*Required work*
Look below for the line holding "positive clicks: (185, 109)" and the line holding "box: [28, 24, 54, 41]". Repeat those two and everything between, exactly.

*Dataset content*
== == ==
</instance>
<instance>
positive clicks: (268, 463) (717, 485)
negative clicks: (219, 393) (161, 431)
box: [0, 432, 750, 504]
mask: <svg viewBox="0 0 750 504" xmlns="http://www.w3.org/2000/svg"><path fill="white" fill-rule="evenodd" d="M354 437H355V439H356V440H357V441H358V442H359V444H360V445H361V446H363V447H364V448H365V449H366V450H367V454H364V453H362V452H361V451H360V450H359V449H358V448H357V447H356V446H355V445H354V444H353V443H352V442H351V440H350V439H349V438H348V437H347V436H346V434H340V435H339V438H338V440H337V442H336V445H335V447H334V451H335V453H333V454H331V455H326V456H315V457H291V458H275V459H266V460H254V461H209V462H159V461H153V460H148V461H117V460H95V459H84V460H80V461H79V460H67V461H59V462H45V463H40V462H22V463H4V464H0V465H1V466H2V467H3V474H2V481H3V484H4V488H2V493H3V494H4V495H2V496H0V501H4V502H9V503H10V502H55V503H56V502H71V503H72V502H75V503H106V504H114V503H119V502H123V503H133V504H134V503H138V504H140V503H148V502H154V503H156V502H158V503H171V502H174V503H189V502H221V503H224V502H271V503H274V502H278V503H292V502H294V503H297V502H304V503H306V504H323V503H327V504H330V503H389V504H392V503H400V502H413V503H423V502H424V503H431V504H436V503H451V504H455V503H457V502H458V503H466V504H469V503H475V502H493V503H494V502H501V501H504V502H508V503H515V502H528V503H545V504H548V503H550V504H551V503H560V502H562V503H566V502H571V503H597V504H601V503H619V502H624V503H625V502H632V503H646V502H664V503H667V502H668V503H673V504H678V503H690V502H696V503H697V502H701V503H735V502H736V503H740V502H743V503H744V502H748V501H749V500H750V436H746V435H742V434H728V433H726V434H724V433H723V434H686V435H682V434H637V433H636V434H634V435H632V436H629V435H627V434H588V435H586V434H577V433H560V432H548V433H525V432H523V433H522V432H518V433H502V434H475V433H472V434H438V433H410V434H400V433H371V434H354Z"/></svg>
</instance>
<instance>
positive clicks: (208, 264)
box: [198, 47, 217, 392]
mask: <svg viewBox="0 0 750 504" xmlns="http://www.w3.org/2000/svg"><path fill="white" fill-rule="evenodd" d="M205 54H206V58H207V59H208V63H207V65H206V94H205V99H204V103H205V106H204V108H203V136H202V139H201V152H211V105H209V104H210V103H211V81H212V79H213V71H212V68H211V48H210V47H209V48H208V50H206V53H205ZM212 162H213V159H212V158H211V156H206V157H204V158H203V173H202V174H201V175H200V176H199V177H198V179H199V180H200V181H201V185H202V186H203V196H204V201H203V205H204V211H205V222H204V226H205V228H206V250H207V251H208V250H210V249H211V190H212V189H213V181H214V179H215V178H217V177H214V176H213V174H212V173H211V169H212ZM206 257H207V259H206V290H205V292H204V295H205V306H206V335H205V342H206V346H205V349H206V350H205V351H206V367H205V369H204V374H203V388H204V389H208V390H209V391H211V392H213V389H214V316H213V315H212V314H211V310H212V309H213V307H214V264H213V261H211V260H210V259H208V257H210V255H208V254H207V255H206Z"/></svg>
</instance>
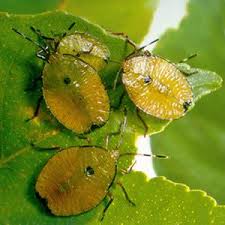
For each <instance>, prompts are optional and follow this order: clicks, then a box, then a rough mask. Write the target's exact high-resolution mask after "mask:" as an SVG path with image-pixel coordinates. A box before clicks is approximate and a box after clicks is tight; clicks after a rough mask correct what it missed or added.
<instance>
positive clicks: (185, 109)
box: [183, 101, 192, 112]
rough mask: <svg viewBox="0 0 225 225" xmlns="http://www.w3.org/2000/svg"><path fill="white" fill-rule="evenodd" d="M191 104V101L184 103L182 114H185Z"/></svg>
mask: <svg viewBox="0 0 225 225" xmlns="http://www.w3.org/2000/svg"><path fill="white" fill-rule="evenodd" d="M191 104H192V102H191V101H187V102H184V104H183V107H184V112H187V111H188V109H189V107H190V106H191Z"/></svg>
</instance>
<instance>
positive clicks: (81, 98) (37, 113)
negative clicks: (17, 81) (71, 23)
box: [13, 23, 110, 133]
mask: <svg viewBox="0 0 225 225" xmlns="http://www.w3.org/2000/svg"><path fill="white" fill-rule="evenodd" d="M74 24H75V23H73V24H72V25H71V26H70V27H69V30H71V29H72V27H73V26H74ZM31 29H32V31H33V32H35V33H36V34H37V35H38V37H39V38H41V39H42V41H43V43H44V44H42V45H41V44H39V43H37V42H35V41H33V40H32V39H30V38H29V37H27V36H25V35H24V34H22V33H21V32H19V31H17V30H16V29H14V28H13V30H14V31H15V32H16V33H17V34H19V35H21V36H22V37H23V38H25V39H26V40H28V41H30V42H32V43H33V44H35V45H36V46H38V47H39V49H40V51H38V53H37V56H38V57H39V58H41V59H43V60H44V61H46V62H47V63H45V65H44V69H43V72H42V77H41V79H42V80H43V96H44V99H45V102H46V104H47V106H48V108H49V109H50V111H51V113H52V114H53V115H54V116H55V118H56V119H57V120H58V121H59V122H60V123H61V124H63V125H64V126H65V127H66V128H68V129H70V130H72V131H74V132H76V133H84V132H87V131H89V130H90V128H91V126H92V125H98V126H101V125H103V124H105V122H106V121H107V120H108V118H109V112H110V104H109V98H108V94H107V91H106V90H105V87H104V85H103V84H102V81H101V78H100V76H99V75H98V71H99V70H101V69H102V68H103V67H104V66H105V65H106V63H107V62H108V58H109V50H108V48H107V47H106V46H105V45H104V44H102V43H100V42H99V41H98V40H96V39H95V38H93V37H91V36H90V35H88V34H85V33H78V32H75V33H73V34H67V33H64V34H63V35H62V37H60V38H58V39H59V40H58V39H57V38H50V37H46V36H44V35H43V34H42V33H41V32H40V30H36V29H35V28H33V27H31ZM41 99H42V96H41V97H40V99H39V101H38V106H37V108H36V110H35V113H34V116H33V117H32V118H31V119H33V118H35V117H36V116H37V115H38V112H39V108H40V104H41Z"/></svg>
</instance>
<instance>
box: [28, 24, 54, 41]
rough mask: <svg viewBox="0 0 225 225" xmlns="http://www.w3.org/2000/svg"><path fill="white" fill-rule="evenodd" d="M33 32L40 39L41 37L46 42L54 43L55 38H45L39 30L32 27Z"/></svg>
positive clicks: (32, 30) (38, 29)
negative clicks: (36, 35) (48, 40)
mask: <svg viewBox="0 0 225 225" xmlns="http://www.w3.org/2000/svg"><path fill="white" fill-rule="evenodd" d="M30 29H31V31H33V32H34V33H35V34H36V35H37V36H38V37H41V38H42V39H44V40H49V41H54V38H51V37H47V36H45V35H44V34H43V33H42V32H41V31H40V30H39V29H36V28H34V27H33V26H30Z"/></svg>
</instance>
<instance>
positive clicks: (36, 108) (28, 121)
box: [26, 96, 43, 122]
mask: <svg viewBox="0 0 225 225" xmlns="http://www.w3.org/2000/svg"><path fill="white" fill-rule="evenodd" d="M42 100H43V96H41V97H39V99H38V101H37V106H36V109H35V111H34V115H33V116H32V117H31V118H30V119H27V120H26V122H29V121H30V120H33V119H34V118H36V117H38V114H39V113H40V109H41V102H42Z"/></svg>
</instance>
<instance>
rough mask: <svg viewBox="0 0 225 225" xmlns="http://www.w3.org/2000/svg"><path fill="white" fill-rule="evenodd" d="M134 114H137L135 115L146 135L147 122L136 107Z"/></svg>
mask: <svg viewBox="0 0 225 225" xmlns="http://www.w3.org/2000/svg"><path fill="white" fill-rule="evenodd" d="M136 114H137V117H138V119H139V120H140V121H141V123H142V125H143V127H144V137H146V135H147V133H148V126H147V124H146V123H145V121H144V119H143V118H142V116H141V115H140V111H139V109H138V108H136Z"/></svg>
== == ==
*Written response*
positive clicks: (185, 109)
box: [183, 101, 192, 112]
rough mask: <svg viewBox="0 0 225 225" xmlns="http://www.w3.org/2000/svg"><path fill="white" fill-rule="evenodd" d="M191 104V101L184 103L182 114H185Z"/></svg>
mask: <svg viewBox="0 0 225 225" xmlns="http://www.w3.org/2000/svg"><path fill="white" fill-rule="evenodd" d="M191 104H192V102H191V101H187V102H184V104H183V107H184V112H187V111H188V109H189V107H190V106H191Z"/></svg>
</instance>
<instance>
positive clicks: (81, 98) (37, 113)
negative clicks: (17, 81) (71, 23)
box: [13, 23, 110, 133]
mask: <svg viewBox="0 0 225 225" xmlns="http://www.w3.org/2000/svg"><path fill="white" fill-rule="evenodd" d="M74 24H75V23H73V24H72V25H71V26H70V27H69V30H71V29H72V27H73V26H74ZM31 29H32V31H33V32H35V33H36V34H37V35H38V37H39V38H41V39H42V41H43V43H44V44H42V45H41V44H39V43H37V42H35V41H33V40H32V39H30V38H29V37H27V36H25V35H24V34H22V33H21V32H19V31H17V30H16V29H14V28H13V30H14V31H15V32H16V33H17V34H19V35H21V36H22V37H23V38H25V39H26V40H28V41H30V42H32V43H33V44H35V45H36V46H38V47H39V49H40V51H38V53H37V56H38V57H39V58H41V59H43V60H44V61H46V62H47V63H45V65H44V69H43V72H42V77H41V79H42V80H43V96H44V99H45V102H46V104H47V106H48V108H49V109H50V111H51V113H52V114H53V115H54V116H55V118H56V119H57V120H58V121H59V122H60V123H61V124H63V125H64V126H65V127H66V128H68V129H70V130H72V131H74V132H76V133H84V132H87V131H89V130H90V128H91V126H92V125H98V126H101V125H103V124H105V122H106V121H107V120H108V118H109V112H110V104H109V98H108V94H107V91H106V90H105V87H104V85H103V84H102V81H101V78H100V76H99V75H98V71H99V70H101V69H102V68H103V67H104V66H105V65H106V63H107V62H108V58H109V50H108V48H107V47H106V46H105V45H104V44H102V43H100V42H99V41H98V40H96V39H95V38H93V37H91V36H90V35H88V34H85V33H78V32H75V33H73V34H67V33H64V34H63V35H62V37H60V38H58V39H59V40H58V39H57V38H50V37H46V36H44V35H43V34H42V33H41V32H40V30H36V29H35V28H33V27H31ZM41 99H42V96H41V97H40V99H39V101H38V106H37V108H36V110H35V113H34V116H33V117H32V118H31V119H33V118H35V117H36V116H37V115H38V112H39V108H40V104H41Z"/></svg>
</instance>
<instance>
box: [28, 24, 54, 41]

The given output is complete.